** Begin Provided material **
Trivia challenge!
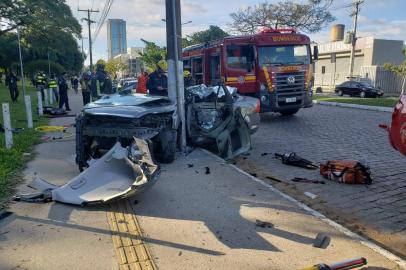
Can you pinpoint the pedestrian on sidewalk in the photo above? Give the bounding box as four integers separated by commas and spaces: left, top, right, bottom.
137, 71, 148, 94
35, 71, 46, 101
80, 72, 91, 106
48, 74, 59, 102
6, 70, 20, 102
58, 72, 71, 112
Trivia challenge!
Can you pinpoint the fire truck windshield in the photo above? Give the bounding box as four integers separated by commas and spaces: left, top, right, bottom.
258, 45, 310, 67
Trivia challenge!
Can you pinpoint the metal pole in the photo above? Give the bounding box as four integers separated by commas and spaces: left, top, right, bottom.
349, 1, 363, 81
87, 10, 93, 72
172, 0, 186, 153
17, 27, 27, 97
47, 50, 51, 78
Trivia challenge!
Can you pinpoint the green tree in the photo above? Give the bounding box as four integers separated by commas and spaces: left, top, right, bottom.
182, 25, 229, 47
229, 0, 335, 34
141, 39, 166, 70
0, 0, 82, 36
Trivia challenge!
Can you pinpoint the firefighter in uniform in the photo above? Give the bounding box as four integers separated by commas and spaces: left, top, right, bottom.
48, 74, 59, 102
35, 71, 46, 101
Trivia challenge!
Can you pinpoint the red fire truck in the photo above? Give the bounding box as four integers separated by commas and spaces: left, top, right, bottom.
182, 29, 318, 115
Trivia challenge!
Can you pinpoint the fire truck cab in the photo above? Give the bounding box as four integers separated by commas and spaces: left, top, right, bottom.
182, 29, 317, 115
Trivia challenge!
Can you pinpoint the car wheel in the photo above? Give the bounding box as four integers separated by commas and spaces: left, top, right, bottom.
155, 130, 178, 163
280, 109, 299, 116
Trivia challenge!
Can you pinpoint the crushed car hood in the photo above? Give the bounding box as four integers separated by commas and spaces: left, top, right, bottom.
16, 138, 160, 206
83, 94, 176, 118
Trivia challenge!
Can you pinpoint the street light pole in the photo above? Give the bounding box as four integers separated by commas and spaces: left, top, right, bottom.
349, 0, 364, 81
78, 9, 99, 71
17, 27, 27, 97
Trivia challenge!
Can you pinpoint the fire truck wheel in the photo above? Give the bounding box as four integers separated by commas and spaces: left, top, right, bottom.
280, 109, 299, 116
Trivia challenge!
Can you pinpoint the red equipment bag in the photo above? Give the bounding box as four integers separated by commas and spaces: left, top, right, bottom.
320, 160, 372, 185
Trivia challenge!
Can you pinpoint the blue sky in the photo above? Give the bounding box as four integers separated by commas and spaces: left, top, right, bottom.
67, 0, 406, 64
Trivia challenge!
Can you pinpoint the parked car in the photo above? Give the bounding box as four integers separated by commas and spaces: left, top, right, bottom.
335, 81, 383, 98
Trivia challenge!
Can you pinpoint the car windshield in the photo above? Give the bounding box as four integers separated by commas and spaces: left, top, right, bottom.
360, 82, 374, 88
258, 45, 310, 67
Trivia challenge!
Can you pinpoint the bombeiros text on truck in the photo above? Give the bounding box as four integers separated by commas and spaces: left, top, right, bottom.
182, 29, 318, 115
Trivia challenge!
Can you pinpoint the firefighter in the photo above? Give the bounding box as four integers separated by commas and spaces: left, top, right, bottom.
6, 70, 19, 102
137, 71, 148, 94
147, 66, 168, 96
58, 72, 71, 112
48, 74, 59, 102
35, 71, 46, 101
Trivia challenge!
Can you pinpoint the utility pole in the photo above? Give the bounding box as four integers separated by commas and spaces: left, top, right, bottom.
165, 0, 186, 153
349, 0, 364, 81
78, 9, 99, 71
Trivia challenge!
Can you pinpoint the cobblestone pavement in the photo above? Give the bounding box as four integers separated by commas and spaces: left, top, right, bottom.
236, 105, 406, 258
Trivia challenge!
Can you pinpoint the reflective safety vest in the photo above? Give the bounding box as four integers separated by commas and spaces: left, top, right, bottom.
35, 75, 45, 85
48, 79, 58, 88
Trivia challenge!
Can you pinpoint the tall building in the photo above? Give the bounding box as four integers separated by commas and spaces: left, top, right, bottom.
107, 19, 127, 60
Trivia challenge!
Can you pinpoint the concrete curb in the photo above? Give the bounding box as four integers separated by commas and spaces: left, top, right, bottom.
313, 100, 393, 113
200, 148, 406, 269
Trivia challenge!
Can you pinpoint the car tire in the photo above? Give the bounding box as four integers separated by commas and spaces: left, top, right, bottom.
279, 109, 299, 116
155, 130, 178, 163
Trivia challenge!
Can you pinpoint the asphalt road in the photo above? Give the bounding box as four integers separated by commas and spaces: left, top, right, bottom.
236, 105, 406, 257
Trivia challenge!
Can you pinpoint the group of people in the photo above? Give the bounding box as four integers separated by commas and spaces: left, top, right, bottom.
33, 71, 71, 111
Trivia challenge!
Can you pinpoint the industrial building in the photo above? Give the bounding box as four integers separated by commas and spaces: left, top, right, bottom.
114, 47, 145, 77
107, 19, 127, 60
314, 24, 405, 94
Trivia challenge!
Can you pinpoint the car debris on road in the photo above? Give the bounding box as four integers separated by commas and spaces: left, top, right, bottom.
15, 138, 160, 206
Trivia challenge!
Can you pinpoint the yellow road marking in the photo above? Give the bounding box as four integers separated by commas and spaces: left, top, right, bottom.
107, 199, 157, 270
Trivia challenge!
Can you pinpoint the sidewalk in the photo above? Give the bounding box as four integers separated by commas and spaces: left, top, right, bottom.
0, 91, 401, 270
0, 93, 118, 270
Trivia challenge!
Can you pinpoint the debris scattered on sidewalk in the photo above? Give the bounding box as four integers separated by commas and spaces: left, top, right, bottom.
320, 160, 372, 185
303, 191, 317, 200
15, 138, 160, 206
275, 152, 319, 170
302, 258, 369, 270
313, 233, 330, 248
0, 211, 13, 220
255, 219, 274, 228
292, 177, 326, 185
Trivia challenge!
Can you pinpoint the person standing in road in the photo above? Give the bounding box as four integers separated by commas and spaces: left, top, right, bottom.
58, 72, 71, 112
6, 71, 19, 102
147, 66, 168, 96
35, 71, 46, 101
48, 74, 59, 101
80, 73, 91, 106
137, 71, 148, 94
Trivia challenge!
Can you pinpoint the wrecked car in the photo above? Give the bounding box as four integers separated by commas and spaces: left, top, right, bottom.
76, 94, 178, 171
76, 85, 259, 171
15, 138, 160, 206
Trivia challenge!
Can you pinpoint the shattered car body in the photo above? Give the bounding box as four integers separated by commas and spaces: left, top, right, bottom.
185, 85, 255, 159
17, 138, 160, 206
76, 94, 178, 171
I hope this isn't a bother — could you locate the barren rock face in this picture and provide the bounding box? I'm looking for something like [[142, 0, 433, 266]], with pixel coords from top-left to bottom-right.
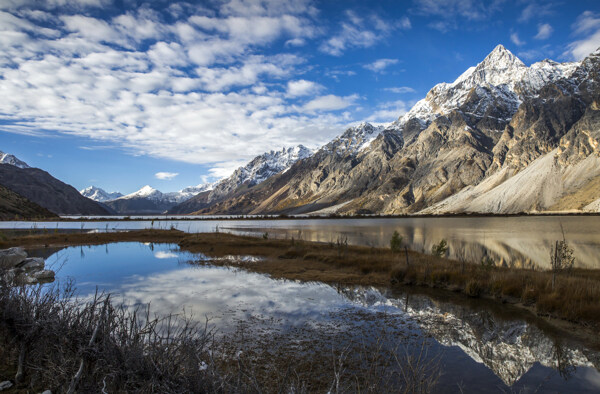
[[0, 248, 27, 270], [0, 248, 54, 285], [171, 46, 600, 214]]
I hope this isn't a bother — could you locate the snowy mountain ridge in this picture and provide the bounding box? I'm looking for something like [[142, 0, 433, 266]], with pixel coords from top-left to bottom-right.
[[209, 145, 313, 201], [396, 45, 580, 127], [79, 186, 123, 202], [0, 151, 31, 168]]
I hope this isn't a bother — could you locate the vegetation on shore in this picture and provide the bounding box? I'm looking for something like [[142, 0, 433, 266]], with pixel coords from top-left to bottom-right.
[[0, 230, 600, 329], [0, 260, 440, 393]]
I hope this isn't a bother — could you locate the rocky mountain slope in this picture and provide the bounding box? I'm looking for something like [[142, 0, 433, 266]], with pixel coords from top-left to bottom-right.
[[183, 45, 600, 214], [0, 151, 31, 168], [341, 288, 600, 387], [104, 183, 213, 215], [0, 185, 57, 220], [80, 183, 214, 215], [79, 186, 123, 202], [0, 154, 109, 215], [169, 145, 313, 214]]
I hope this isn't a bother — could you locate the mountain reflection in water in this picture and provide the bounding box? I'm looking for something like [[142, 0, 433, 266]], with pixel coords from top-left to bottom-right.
[[36, 243, 600, 392]]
** End Provided material **
■ **Task statement**: How many lines in the entries above contain the string "hope", with case taken into account? Give only the number.

■ **Exercise result**: 5